▶ [Problem description] Pictures stay out; everything else in the records is to be copied exactly.

▶ [Exercise data]
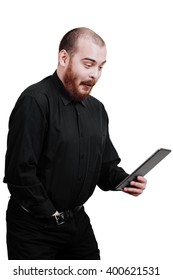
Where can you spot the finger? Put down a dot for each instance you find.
(142, 179)
(138, 185)
(133, 191)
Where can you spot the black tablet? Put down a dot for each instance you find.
(144, 168)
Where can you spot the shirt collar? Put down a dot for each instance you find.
(62, 91)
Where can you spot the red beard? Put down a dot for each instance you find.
(70, 84)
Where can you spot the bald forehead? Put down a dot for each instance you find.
(89, 49)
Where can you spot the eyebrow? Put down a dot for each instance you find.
(92, 60)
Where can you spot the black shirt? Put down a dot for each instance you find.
(58, 150)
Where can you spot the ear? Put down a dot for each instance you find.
(63, 57)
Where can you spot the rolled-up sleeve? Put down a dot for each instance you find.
(27, 128)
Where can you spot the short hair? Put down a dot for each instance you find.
(70, 39)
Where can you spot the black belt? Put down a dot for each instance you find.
(66, 215)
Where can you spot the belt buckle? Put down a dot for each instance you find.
(60, 219)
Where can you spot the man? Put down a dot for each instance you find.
(58, 150)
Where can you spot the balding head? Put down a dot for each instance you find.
(70, 40)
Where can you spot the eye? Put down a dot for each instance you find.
(100, 68)
(88, 65)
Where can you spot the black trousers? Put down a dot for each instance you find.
(30, 238)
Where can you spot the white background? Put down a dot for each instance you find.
(136, 88)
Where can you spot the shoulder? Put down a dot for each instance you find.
(38, 93)
(96, 104)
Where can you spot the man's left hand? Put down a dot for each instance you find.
(136, 187)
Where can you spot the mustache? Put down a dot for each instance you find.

▶ [Solution to this task]
Where can you spot the finger? Put down a dot for each instance you find.
(142, 179)
(138, 185)
(133, 191)
Where can you spot the black tablet? Put down a dot for each instance you find.
(144, 168)
Where can you spot the shirt collar? Put down a dot for each instance you find.
(62, 91)
Where can you spot the red beard? Put down a dot for each instance you find.
(70, 84)
Where can you spot the bald forehead? Put down a dot for each instance you find.
(89, 49)
Where can you spot the eyebrow? Put down a dot for each instance you find.
(92, 60)
Where can you spot the black shirt? Put down a dot for each instance you find.
(58, 150)
Where can you spot the ear? Put down a dot for each instance you find.
(63, 57)
Where can you spot the rolled-up sleeve? Put down a dot for each instance you find.
(27, 128)
Where can you spot the short hair? Put down a dot for each instance you find.
(70, 39)
Where can you spot the black belt? Put down a dot for each instance you find.
(66, 215)
Where can you spot the belt buckle? Put down a dot for each instance you find.
(60, 219)
Where can you spot the man? Put down a dot for each instance you find.
(58, 150)
Where can you spot the balding head? Put down a dot for each instance you find.
(70, 40)
Where can you spot the eye? Put down a dot for each instance you find.
(100, 68)
(88, 65)
Where can you spot the black trousers? Put down a dot for each instance you find.
(30, 238)
Where can you spot the white background? Put down a dot for each instance you find.
(136, 88)
Where can you spot the shoulder? Put down a dot for each instance you find.
(38, 93)
(96, 104)
Where can you spot the man's left hand? Put down a dot for each instance you find.
(136, 187)
Where can you spot the mustache? Put down a dot for each instance you find.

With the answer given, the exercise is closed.